▶ Task instructions: Extract each line of the records below that contains the word "brown", and copy those lines in full.

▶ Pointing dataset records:
+ + + + + + +

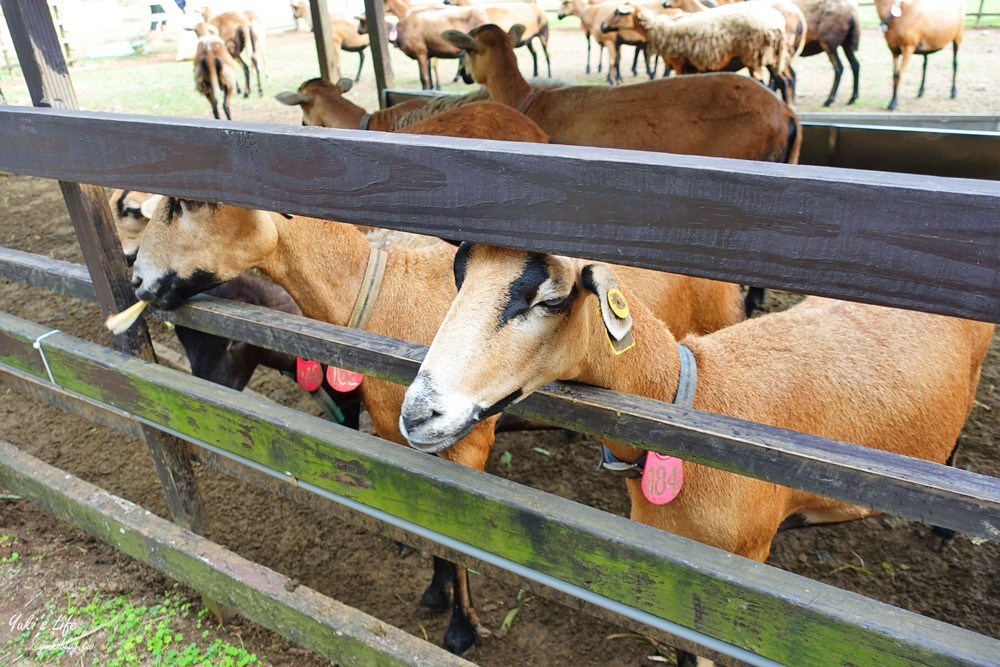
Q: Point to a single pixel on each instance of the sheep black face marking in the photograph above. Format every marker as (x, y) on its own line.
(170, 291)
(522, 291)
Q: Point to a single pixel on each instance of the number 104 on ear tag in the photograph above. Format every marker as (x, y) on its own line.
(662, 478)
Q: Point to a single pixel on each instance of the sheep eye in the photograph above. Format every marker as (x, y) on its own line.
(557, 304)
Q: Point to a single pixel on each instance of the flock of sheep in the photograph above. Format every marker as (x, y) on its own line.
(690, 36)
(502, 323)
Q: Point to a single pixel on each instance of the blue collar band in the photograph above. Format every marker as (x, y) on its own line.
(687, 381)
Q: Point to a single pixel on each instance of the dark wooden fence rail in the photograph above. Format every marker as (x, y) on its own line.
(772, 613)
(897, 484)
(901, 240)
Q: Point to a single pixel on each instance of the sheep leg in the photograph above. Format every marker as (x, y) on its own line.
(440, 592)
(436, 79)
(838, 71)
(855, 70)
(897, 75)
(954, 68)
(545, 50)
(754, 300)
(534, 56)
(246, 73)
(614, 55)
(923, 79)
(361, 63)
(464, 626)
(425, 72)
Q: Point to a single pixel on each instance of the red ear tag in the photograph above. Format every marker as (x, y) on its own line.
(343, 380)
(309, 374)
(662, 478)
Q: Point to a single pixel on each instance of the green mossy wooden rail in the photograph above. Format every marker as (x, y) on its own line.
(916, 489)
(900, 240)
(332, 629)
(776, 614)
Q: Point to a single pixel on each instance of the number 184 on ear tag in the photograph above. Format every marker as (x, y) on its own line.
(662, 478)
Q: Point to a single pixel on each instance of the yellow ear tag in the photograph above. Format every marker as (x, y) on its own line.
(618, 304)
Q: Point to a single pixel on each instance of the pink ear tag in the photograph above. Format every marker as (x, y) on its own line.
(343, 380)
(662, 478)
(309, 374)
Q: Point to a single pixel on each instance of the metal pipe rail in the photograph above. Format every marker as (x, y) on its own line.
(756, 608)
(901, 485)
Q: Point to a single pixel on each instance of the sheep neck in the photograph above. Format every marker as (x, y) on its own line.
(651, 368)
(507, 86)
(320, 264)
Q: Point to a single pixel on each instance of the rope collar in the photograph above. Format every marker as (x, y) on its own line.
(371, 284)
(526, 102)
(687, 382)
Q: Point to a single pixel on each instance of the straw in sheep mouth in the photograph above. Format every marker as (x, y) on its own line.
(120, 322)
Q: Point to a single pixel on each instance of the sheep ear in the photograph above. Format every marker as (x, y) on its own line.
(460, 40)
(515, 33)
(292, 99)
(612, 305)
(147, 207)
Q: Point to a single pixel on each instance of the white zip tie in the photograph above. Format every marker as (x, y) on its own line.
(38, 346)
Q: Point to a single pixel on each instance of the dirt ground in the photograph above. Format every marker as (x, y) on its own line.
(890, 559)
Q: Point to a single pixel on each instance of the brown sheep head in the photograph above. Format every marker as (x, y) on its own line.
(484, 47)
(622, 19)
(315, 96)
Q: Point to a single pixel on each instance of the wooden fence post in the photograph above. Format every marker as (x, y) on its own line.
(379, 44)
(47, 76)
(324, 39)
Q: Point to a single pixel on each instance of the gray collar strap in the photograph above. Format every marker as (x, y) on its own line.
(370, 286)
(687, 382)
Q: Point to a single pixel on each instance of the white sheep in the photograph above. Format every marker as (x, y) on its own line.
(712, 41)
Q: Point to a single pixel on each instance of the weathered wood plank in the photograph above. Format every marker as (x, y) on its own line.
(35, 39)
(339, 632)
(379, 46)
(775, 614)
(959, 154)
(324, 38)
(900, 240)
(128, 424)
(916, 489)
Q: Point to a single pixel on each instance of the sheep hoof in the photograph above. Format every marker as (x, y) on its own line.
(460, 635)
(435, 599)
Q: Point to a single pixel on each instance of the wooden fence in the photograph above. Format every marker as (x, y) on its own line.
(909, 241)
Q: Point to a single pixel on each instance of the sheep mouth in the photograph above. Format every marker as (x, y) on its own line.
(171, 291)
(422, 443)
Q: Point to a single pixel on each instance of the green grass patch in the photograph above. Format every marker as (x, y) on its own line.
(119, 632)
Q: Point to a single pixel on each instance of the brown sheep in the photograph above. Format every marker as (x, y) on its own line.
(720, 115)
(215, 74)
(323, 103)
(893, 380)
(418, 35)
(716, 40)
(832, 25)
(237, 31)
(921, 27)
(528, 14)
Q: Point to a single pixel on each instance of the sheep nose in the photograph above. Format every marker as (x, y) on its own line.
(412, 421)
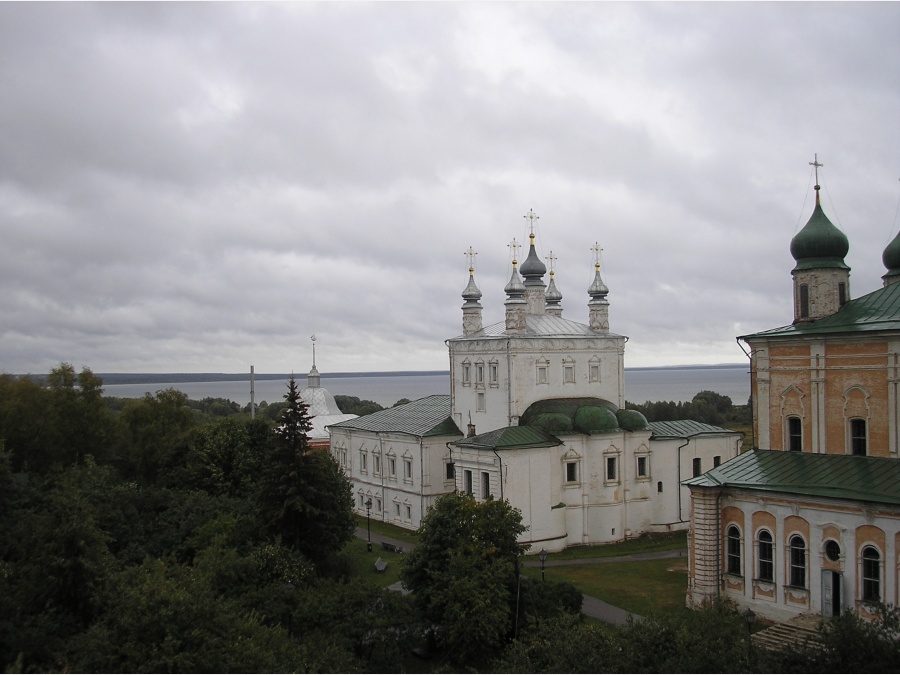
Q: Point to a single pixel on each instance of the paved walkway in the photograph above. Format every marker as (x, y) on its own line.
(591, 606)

+ + + + + + +

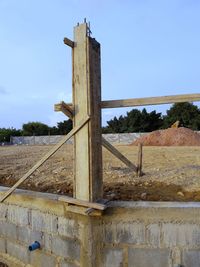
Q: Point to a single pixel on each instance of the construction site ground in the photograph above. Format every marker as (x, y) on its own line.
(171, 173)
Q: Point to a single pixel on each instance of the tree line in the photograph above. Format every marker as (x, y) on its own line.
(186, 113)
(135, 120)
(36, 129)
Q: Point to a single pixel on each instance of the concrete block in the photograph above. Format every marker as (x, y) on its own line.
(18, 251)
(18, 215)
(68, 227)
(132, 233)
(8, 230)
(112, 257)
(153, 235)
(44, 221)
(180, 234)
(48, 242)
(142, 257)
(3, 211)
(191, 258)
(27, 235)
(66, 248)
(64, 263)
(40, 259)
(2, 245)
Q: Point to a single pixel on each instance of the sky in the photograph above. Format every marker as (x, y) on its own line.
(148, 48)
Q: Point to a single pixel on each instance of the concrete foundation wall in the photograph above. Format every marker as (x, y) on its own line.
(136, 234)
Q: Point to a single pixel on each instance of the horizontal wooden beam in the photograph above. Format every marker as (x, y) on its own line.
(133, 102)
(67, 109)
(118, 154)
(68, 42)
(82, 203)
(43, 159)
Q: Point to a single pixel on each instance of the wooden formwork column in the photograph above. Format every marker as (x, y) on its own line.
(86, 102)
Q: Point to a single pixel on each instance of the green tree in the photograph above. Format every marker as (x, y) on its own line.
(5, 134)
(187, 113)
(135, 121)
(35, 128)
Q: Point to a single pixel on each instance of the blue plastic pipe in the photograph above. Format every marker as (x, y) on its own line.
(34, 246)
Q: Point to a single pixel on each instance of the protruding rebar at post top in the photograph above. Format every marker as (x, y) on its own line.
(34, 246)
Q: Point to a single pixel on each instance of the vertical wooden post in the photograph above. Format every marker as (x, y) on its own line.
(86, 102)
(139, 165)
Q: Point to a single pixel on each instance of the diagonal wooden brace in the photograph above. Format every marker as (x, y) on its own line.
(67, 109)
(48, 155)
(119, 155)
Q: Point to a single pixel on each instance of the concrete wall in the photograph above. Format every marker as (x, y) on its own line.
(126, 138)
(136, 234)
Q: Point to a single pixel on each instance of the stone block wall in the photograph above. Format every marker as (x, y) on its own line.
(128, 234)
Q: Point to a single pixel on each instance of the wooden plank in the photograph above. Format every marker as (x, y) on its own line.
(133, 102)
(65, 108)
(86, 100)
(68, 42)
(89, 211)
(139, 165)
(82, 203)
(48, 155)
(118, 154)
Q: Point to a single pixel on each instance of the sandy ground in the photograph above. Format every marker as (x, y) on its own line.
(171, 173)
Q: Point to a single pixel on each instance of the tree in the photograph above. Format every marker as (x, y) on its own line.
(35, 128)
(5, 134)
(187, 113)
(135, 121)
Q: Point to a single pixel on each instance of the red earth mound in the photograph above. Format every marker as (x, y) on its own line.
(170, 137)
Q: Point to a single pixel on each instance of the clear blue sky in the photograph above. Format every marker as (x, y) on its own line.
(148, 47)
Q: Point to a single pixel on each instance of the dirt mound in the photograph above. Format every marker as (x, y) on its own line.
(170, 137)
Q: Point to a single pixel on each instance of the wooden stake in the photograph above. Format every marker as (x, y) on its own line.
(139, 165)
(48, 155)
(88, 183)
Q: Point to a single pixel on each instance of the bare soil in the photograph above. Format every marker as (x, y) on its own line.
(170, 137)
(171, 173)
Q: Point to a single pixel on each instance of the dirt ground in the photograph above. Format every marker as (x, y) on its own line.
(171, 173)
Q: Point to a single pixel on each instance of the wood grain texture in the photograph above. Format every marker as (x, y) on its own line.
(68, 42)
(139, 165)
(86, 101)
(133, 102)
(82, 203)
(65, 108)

+ + + + + + +

▶ Result of the task:
Q: Point to a single pixel on each instance of the brown sheep head in the photograph above. Format every marker as (x, y) on its own line.
Q: Point to a single pixel on each instance of the brown sheep in the photograph above. Format every marker as (x, y) on its own line.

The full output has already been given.